(Text block):
** BEGIN **

News from Kazu Kibuishi (whose Copper is really quite wonderful and you should go get a copy; although suffused with a certain melancholy, it become progressively more optimistic as Copper and Fred have their adventures) regarding that which he is still, perhaps, best known for: Flight. It’s ending. Save your boos and hisses and let the man explain himself:

We will be wrapping it all up with Flight Volume Eight. We had a pretty good run, but it is now time for us to focus on producing full graphic novels. When I started the project, many of us on the book were kids coming out of college with little experience as professional working artists. Years later, the majority of the artists on the project have gone on to create graphic novels of their own, or are now working at major animation, film, and game studios. The original book was created to serve a need. That need was to get our core group published, to have our work be seen, and to get enough practice under our belts to be able to do books of our own. After 7 years, I feel the original needs were met, and the artists are more than ready to go the distance on their own.

** END **

(Brief 1): Decide whether each statement agrees with the Flight announcement, answering yes or no and quoting the deciding words: (a) Flight will conclude with its eighth volume. (b) When the project began, most of the artists were seasoned professionals. (c) The project ran for ten years.
(Brief 2): In the Flight announcement, what will the team now focus on?
(Brief 3): Reproduce the part of the Flight announcement starting at "We will be wrapping" and ending at "on their own.".

(Dataset entries):

** BEGIN **

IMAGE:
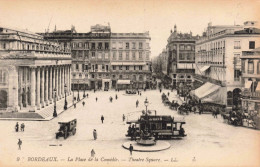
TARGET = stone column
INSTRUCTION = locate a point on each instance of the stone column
(33, 86)
(246, 66)
(62, 81)
(69, 78)
(25, 88)
(42, 88)
(50, 89)
(38, 92)
(56, 81)
(47, 86)
(255, 66)
(21, 87)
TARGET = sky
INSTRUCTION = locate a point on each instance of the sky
(157, 17)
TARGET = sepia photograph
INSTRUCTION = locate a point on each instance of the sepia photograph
(129, 83)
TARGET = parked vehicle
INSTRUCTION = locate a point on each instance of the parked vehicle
(160, 126)
(67, 128)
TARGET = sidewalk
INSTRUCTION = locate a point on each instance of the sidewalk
(45, 114)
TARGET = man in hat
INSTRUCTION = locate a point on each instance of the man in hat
(95, 134)
(131, 148)
(19, 144)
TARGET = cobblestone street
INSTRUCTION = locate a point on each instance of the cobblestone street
(208, 140)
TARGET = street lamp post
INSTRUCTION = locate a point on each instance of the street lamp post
(84, 95)
(146, 102)
(55, 96)
(78, 99)
(65, 103)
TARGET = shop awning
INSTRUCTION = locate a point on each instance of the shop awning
(125, 82)
(204, 68)
(257, 87)
(205, 90)
(129, 63)
(248, 84)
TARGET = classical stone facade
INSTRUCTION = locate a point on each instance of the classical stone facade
(251, 81)
(130, 60)
(101, 58)
(31, 68)
(181, 58)
(218, 55)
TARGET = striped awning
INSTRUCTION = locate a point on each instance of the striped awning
(125, 82)
(204, 68)
(248, 84)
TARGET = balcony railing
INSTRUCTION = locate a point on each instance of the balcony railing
(251, 94)
(208, 79)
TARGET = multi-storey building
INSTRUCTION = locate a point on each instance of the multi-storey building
(130, 60)
(218, 62)
(30, 69)
(90, 56)
(251, 81)
(160, 63)
(181, 58)
(105, 60)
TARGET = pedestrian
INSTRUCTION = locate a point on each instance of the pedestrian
(123, 117)
(131, 148)
(19, 144)
(95, 134)
(17, 127)
(92, 153)
(102, 118)
(22, 127)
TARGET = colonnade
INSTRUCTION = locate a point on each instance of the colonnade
(43, 81)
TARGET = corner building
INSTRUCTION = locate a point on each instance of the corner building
(30, 69)
(130, 60)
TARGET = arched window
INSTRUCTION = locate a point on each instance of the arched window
(141, 78)
(229, 98)
(258, 67)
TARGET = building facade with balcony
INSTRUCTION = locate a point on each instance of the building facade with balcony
(101, 58)
(218, 55)
(130, 60)
(251, 81)
(30, 69)
(90, 54)
(181, 58)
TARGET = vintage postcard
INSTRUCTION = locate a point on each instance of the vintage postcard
(129, 83)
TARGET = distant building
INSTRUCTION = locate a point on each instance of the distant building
(181, 58)
(105, 60)
(30, 69)
(130, 60)
(218, 62)
(251, 81)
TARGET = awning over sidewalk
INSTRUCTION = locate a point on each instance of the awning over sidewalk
(205, 90)
(125, 82)
(128, 63)
(248, 84)
(258, 87)
(204, 68)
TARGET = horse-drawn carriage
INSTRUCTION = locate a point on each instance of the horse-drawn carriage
(174, 105)
(130, 91)
(184, 109)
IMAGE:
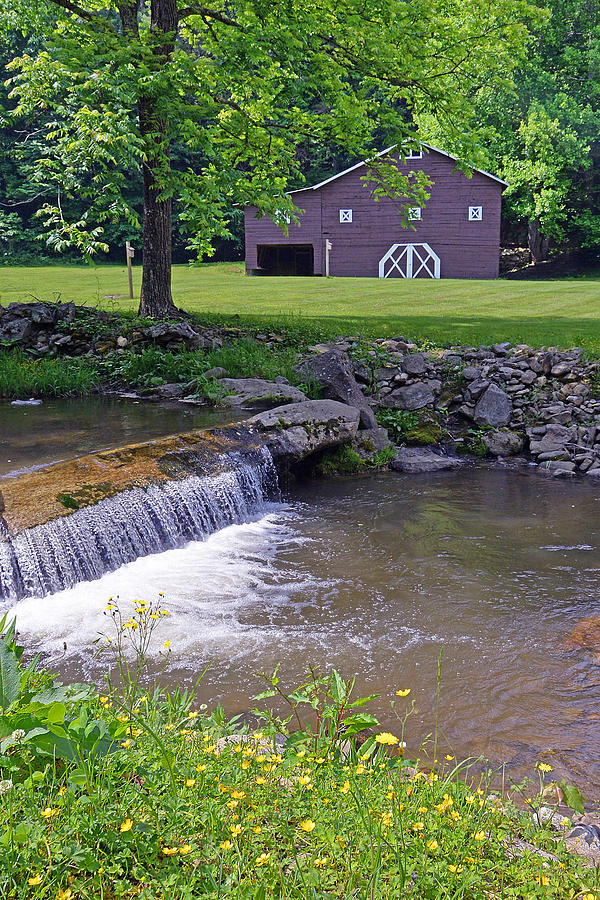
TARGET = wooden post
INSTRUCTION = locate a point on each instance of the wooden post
(129, 254)
(328, 247)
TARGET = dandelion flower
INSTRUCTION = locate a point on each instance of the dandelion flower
(49, 812)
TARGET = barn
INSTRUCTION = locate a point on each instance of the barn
(343, 231)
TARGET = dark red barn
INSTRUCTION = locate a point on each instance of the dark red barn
(344, 232)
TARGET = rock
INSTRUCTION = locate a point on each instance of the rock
(248, 392)
(175, 333)
(413, 460)
(503, 442)
(299, 429)
(414, 364)
(410, 397)
(332, 371)
(494, 407)
(215, 372)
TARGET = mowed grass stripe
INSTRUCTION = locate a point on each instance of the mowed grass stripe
(560, 312)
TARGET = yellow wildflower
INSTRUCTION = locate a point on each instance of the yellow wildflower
(49, 812)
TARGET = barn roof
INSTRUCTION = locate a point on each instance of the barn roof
(321, 184)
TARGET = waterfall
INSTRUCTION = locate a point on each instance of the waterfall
(98, 539)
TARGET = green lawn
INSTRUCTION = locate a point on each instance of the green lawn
(564, 313)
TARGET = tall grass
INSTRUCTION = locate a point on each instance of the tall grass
(22, 377)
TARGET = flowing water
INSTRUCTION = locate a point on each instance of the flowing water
(61, 429)
(376, 576)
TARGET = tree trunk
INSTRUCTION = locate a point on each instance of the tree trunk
(538, 244)
(155, 297)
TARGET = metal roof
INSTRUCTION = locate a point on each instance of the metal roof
(321, 184)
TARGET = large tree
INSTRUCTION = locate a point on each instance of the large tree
(120, 83)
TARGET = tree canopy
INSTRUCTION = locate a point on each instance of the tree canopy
(223, 104)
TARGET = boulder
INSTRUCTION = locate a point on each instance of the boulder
(494, 407)
(299, 429)
(410, 397)
(174, 333)
(249, 392)
(414, 364)
(333, 372)
(413, 460)
(503, 442)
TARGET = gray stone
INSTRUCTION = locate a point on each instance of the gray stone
(493, 408)
(414, 364)
(503, 442)
(332, 371)
(215, 372)
(299, 429)
(421, 459)
(249, 392)
(175, 333)
(410, 397)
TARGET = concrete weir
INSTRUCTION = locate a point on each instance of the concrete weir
(77, 519)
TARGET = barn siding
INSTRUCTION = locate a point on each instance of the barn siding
(467, 249)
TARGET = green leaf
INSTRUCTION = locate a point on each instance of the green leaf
(572, 797)
(10, 679)
(337, 687)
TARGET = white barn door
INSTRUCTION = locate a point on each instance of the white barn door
(409, 261)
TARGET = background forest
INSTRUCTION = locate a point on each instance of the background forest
(538, 130)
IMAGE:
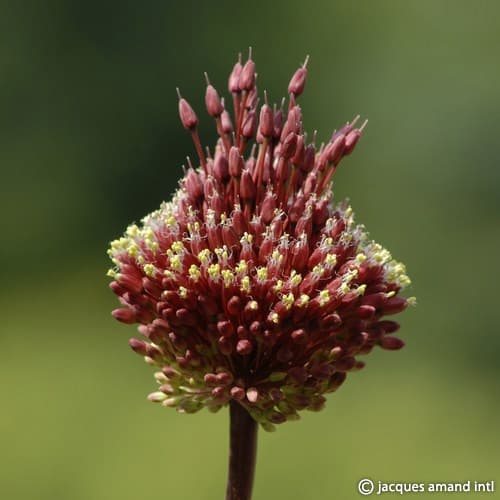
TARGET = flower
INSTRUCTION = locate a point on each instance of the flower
(252, 284)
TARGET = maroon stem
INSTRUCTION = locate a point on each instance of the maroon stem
(242, 453)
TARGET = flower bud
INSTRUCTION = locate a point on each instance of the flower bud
(188, 116)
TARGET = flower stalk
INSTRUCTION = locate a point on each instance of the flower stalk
(242, 453)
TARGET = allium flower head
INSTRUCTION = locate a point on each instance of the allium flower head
(252, 284)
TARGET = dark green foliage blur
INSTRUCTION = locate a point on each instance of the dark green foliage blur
(90, 141)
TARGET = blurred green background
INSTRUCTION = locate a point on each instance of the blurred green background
(90, 141)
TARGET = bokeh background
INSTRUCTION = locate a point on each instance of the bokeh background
(90, 141)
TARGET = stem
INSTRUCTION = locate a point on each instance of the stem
(242, 453)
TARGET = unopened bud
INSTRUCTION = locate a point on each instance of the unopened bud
(124, 315)
(266, 122)
(213, 102)
(298, 82)
(247, 76)
(187, 114)
(234, 78)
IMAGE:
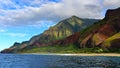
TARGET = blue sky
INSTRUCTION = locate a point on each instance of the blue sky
(22, 19)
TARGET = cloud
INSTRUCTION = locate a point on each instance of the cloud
(16, 34)
(35, 12)
(111, 3)
(2, 30)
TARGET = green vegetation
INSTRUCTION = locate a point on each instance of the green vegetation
(90, 29)
(109, 40)
(67, 49)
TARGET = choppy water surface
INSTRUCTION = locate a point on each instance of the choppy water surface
(56, 61)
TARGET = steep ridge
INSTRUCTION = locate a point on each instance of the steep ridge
(104, 33)
(60, 31)
(105, 29)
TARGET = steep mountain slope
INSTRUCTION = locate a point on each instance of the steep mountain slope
(60, 31)
(104, 34)
(102, 30)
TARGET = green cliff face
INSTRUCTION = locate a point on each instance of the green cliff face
(60, 31)
(64, 29)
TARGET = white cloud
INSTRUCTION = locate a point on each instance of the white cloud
(34, 11)
(111, 3)
(16, 34)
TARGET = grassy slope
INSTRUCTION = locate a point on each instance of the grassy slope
(108, 41)
(63, 49)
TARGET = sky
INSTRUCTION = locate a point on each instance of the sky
(22, 19)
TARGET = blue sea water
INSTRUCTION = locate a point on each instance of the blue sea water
(57, 61)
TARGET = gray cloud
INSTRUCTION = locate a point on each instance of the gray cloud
(39, 11)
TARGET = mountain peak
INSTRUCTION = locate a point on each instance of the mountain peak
(112, 13)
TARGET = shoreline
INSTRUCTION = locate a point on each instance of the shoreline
(80, 54)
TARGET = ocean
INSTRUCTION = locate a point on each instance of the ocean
(57, 61)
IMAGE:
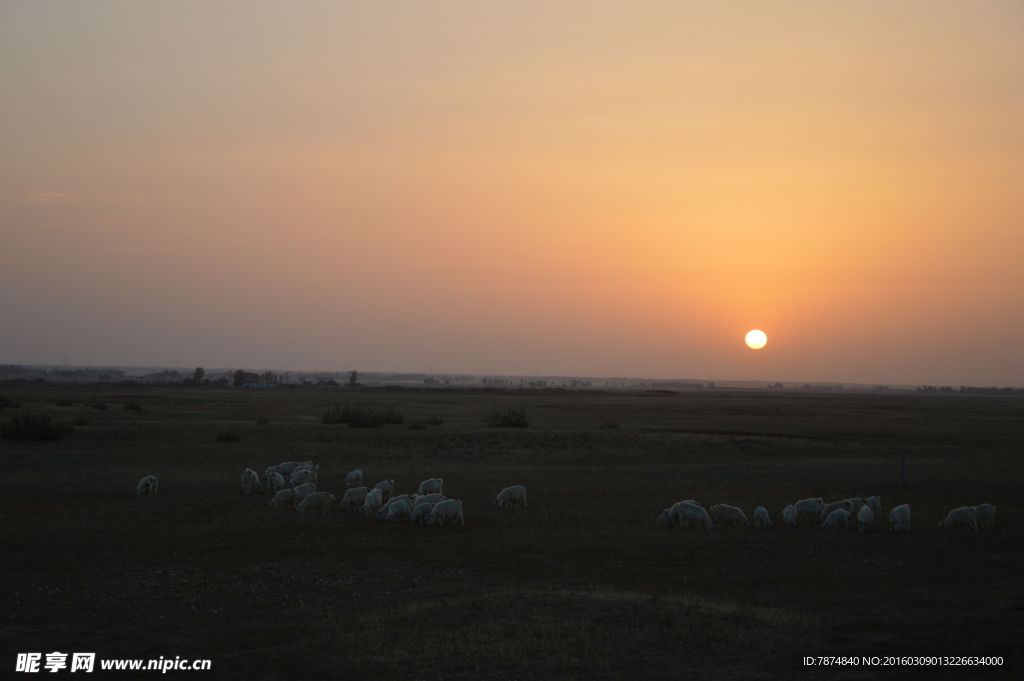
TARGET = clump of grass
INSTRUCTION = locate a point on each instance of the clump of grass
(33, 426)
(510, 417)
(361, 417)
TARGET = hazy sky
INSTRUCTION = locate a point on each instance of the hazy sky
(569, 188)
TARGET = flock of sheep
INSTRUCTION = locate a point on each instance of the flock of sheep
(294, 485)
(832, 516)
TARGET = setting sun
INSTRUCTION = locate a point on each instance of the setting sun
(756, 339)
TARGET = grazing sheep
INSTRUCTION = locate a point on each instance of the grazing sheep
(421, 512)
(275, 482)
(317, 500)
(840, 516)
(790, 516)
(381, 514)
(864, 517)
(304, 490)
(386, 487)
(962, 517)
(372, 502)
(728, 515)
(448, 511)
(146, 486)
(985, 515)
(511, 497)
(285, 499)
(809, 509)
(433, 485)
(427, 499)
(399, 511)
(826, 511)
(353, 499)
(899, 518)
(695, 516)
(250, 481)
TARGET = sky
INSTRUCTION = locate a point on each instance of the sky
(585, 188)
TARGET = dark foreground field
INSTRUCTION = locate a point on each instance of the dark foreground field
(581, 584)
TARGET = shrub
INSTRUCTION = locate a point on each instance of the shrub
(33, 426)
(510, 417)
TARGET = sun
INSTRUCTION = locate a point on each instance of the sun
(756, 339)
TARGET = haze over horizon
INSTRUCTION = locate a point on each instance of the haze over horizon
(517, 188)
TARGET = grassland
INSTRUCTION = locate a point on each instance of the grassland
(581, 584)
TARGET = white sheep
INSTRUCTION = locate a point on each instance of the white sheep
(400, 510)
(317, 500)
(899, 518)
(864, 517)
(250, 481)
(353, 499)
(790, 516)
(433, 485)
(285, 499)
(962, 517)
(421, 512)
(838, 517)
(511, 497)
(728, 515)
(693, 515)
(427, 499)
(146, 486)
(275, 482)
(826, 511)
(809, 509)
(304, 490)
(985, 515)
(300, 477)
(372, 502)
(448, 511)
(386, 487)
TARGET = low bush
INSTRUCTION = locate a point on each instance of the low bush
(510, 417)
(33, 426)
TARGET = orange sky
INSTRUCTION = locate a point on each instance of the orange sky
(588, 188)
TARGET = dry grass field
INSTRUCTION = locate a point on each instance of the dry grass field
(580, 585)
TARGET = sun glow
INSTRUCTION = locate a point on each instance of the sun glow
(756, 339)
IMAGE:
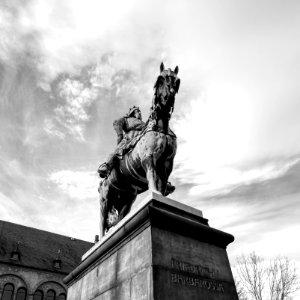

** END **

(Written solution 1):
(a) Yes: "We will be wrapping it all up with Flight Volume Eight."
(b) No: "many of us on the book were kids coming out of college with little experience as professional working artists"
(c) No: "After 7 years"

(Written solution 2): Producing full graphic novels.

(Written solution 3):
We will be wrapping it all up with Flight Volume Eight. We had a pretty good run, but it is now time for us to focus on producing full graphic novels. When I started the project, many of us on the book were kids coming out of college with little experience as professional working artists. Years later, the majority of the artists on the project have gone on to create graphic novels of their own, or are now working at major animation, film, and game studios. The original book was created to serve a need. That need was to get our core group published, to have our work be seen, and to get enough practice under our belts to be able to do books of our own. After 7 years, I feel the original needs were met, and the artists are more than ready to go the distance on their own.